━━━ Dataset records
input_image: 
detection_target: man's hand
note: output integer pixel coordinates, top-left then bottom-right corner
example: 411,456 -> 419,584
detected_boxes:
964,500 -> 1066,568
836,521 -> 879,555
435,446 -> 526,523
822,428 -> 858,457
━━━━━━
— Your objective —
Set down every one of the records above again, word for word and line for line, without altering anything.

— Solution to this exercise —
input_image: 
detection_target: man's hand
note: output integer pixel coordinates, top-left then bottom-right corner
example: 411,456 -> 419,584
detected_boxes:
964,500 -> 1066,568
836,521 -> 879,555
435,446 -> 526,523
822,428 -> 858,457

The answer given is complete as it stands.